Directions:
A – In the bug thread, which file from the stable/14 based VM was substituted into the main based VM?
B – Reproduce the part of the bug thread starting with "May be there" and going on through "from comment #16)".

Source extract:
= = =

Comment 20 Mark Millard 2025-03-30 23:07:09 UTC
(In reply to Mark Millard from comment #19)

Context: the problem with main booting that
is preventing getting far enough to help test.

FYI: substitution of the bootaa64.efi from the
stable/14 based VM into the main based VM is not
enough to avoid the problem in main, even with
the likes of using:

OK set console="comconsole"
OK set comconsole_speed="115200"
OK set boot_multicons="YES"
OK set boot_serial="YES"
OK boot

Somehow main's FreeBSD kernel code is involved.
May be there is common code between the loader
and the kernel so that the substitution is
incomplete?
Comment 21 Mark Johnston freebsd_committer freebsd_triage 2025-03-31 00:55:21 UTC
(In reply to Dimitry Andric from comment #16)
The patch affects all platforms which support the storvsc driver.  Some testing on at least amd64 would be appreciated.

(In reply to Wei Hu from comment #11)

= = =

Data provided:
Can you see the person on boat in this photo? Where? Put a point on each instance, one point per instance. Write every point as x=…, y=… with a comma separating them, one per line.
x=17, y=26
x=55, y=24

= = =

Expected outputs:
A – bootaa64.efi

B –
May be there is common code between the loader
and the kernel so that the substitution is
incomplete?
Comment 21 Mark Johnston freebsd_committer freebsd_triage 2025-03-31 00:55:21 UTC
(In reply to Dimitry Andric from comment #16)